**WHAT YOU HAVE TO DO**
Pick out each line of the records that contains the string "pants", treating uppercase and lowercase as different.

**MATERIAL SUPPLIED**

┄┄┄┄┄┄

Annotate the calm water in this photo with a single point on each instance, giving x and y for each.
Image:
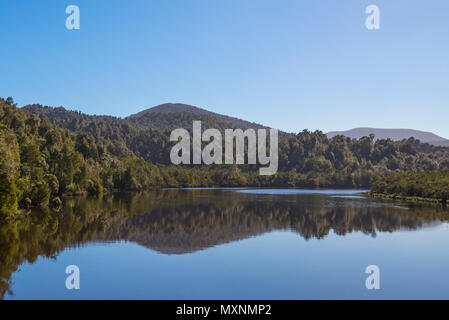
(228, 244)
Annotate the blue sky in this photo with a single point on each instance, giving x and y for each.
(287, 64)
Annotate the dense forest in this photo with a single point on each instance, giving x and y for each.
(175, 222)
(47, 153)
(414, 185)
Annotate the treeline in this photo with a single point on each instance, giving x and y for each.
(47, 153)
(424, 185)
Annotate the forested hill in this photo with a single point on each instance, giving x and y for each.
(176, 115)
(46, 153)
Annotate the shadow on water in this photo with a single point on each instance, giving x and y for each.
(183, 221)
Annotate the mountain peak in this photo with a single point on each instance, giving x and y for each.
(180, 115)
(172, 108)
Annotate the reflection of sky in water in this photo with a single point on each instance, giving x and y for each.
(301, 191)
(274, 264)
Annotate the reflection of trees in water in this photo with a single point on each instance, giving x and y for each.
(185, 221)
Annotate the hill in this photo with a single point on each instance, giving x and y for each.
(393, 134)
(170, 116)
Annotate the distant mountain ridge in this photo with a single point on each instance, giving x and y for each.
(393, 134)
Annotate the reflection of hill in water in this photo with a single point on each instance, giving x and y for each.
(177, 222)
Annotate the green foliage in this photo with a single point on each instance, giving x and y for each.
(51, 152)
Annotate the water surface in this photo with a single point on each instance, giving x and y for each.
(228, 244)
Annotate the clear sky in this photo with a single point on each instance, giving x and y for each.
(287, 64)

┄┄┄┄┄┄

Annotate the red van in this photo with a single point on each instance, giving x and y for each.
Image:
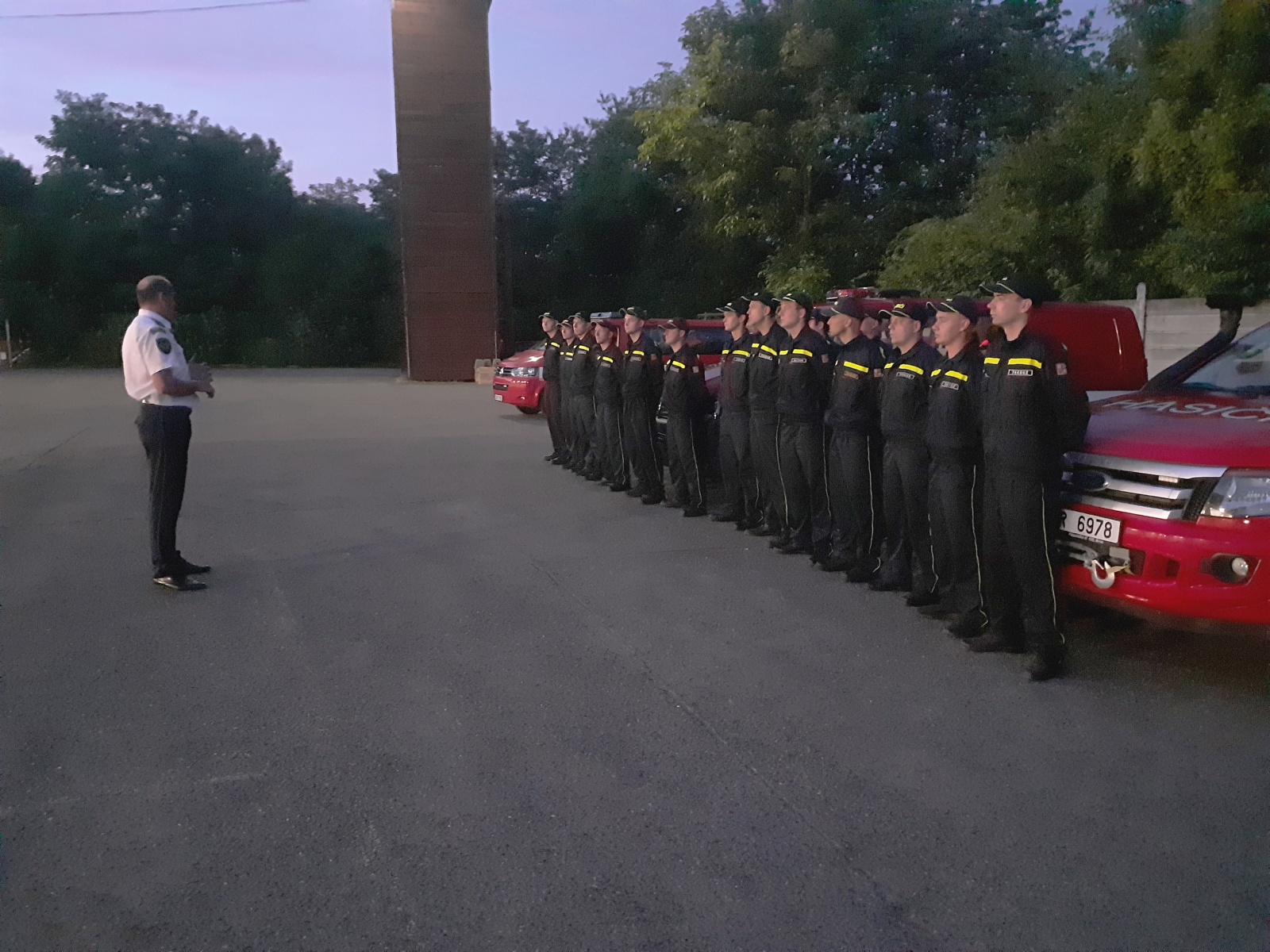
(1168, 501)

┄┄┄┄┄┄

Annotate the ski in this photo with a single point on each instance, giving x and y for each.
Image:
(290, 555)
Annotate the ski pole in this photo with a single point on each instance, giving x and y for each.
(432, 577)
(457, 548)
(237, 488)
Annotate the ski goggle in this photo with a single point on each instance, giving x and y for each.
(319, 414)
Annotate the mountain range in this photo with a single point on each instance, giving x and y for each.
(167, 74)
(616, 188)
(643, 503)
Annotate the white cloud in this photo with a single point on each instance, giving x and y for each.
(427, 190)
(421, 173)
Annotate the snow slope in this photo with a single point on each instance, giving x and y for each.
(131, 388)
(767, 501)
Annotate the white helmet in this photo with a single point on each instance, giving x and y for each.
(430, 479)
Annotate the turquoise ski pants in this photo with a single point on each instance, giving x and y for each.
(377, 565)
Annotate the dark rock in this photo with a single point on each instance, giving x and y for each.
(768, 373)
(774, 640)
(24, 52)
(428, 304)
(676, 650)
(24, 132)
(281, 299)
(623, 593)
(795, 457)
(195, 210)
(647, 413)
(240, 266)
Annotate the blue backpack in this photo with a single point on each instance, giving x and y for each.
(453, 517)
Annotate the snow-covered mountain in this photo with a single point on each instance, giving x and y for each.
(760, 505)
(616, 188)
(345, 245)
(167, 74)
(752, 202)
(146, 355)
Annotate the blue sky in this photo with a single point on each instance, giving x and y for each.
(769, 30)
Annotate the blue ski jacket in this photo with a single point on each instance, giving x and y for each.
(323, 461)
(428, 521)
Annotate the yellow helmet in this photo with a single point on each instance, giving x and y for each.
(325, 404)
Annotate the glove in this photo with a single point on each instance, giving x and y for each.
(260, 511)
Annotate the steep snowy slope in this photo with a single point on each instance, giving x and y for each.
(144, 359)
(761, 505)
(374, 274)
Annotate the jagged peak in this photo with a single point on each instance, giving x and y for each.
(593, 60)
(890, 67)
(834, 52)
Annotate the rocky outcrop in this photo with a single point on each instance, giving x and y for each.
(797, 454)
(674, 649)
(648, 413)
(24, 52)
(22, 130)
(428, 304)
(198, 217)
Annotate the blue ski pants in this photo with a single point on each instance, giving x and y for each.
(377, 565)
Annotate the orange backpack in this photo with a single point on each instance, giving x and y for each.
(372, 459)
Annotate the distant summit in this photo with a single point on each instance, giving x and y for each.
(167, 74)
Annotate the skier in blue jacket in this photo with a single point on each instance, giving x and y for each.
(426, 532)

┄┄┄┄┄┄

**EXPECTED OUTPUT**
Annotate the turquoise ski pants in this photo with a single point on each instance, giving x and y for each.
Annotate the blue ski pants in this photo with a single point on each instance, giving x and y for each.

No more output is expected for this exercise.